*Exercise brief*: Output only the lines from the one holding "Pick out every instance of the cat's left" to the end of the data below, please, copied exactly.

Object position labeling entries:
==================================================
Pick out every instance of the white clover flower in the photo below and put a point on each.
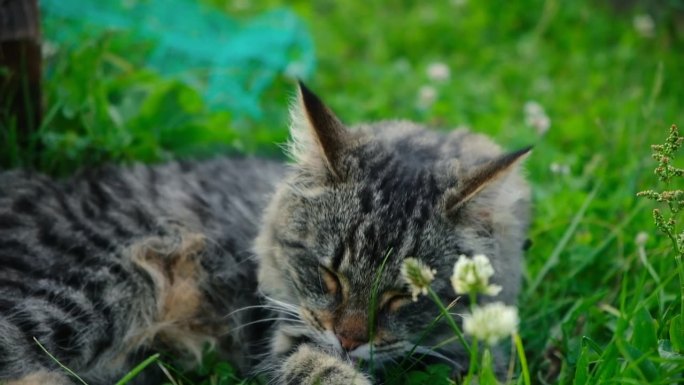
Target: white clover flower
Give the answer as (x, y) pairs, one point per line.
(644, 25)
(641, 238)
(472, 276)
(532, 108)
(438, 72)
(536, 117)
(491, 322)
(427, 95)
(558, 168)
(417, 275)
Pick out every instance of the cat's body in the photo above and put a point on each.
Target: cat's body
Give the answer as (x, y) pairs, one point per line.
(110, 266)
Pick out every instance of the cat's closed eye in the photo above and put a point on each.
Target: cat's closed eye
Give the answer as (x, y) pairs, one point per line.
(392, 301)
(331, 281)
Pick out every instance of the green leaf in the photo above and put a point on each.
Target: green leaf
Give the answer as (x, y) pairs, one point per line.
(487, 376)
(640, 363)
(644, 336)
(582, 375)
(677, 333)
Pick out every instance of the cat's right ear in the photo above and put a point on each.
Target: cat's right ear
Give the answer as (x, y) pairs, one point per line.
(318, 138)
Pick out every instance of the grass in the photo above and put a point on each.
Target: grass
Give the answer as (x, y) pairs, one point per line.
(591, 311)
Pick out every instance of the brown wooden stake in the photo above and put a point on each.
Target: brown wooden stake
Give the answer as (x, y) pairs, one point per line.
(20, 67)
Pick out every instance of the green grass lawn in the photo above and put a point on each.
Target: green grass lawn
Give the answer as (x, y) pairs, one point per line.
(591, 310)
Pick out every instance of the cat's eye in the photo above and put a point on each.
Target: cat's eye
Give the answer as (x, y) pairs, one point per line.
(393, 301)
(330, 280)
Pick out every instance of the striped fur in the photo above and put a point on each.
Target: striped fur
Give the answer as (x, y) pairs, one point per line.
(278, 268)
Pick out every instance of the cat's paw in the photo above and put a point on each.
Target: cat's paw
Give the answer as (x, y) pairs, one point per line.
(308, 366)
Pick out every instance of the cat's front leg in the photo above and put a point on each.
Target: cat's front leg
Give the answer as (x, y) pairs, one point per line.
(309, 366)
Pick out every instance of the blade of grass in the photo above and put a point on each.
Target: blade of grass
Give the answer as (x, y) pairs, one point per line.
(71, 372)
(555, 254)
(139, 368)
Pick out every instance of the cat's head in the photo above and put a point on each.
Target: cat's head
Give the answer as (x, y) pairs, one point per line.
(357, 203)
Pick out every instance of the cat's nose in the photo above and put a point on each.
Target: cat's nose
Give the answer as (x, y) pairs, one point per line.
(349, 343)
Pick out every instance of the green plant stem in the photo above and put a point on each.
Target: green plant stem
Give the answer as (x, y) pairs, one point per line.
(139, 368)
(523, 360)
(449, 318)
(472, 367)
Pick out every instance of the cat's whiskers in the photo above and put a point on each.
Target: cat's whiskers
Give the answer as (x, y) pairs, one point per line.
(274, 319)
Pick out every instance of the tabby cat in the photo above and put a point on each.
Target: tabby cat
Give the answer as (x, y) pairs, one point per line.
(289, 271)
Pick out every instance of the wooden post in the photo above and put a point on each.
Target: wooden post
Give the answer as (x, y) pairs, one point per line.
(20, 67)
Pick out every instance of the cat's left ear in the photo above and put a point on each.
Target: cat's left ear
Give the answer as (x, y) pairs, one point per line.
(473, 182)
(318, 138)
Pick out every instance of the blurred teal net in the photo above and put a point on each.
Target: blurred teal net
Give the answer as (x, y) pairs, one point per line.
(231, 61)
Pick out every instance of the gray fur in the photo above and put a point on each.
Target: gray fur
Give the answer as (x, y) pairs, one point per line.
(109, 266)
==================================================
*The result*:
Pick out every instance of the cat's left ear in the photo above and put a point on each.
Target: cat's left ear
Give the answer as (x, y) pairs, one point per line.
(473, 182)
(318, 138)
Pick out every instance of the blurred teal net in the photo above and put a point on each.
Target: blurred teal net
Give the answer as (x, y) pairs, one point per line.
(231, 61)
Pick out every instance of the gray fur in the photo above and put a point on each.
Target: gray fur
Give the answer as (x, y) pairs, one point per line.
(109, 266)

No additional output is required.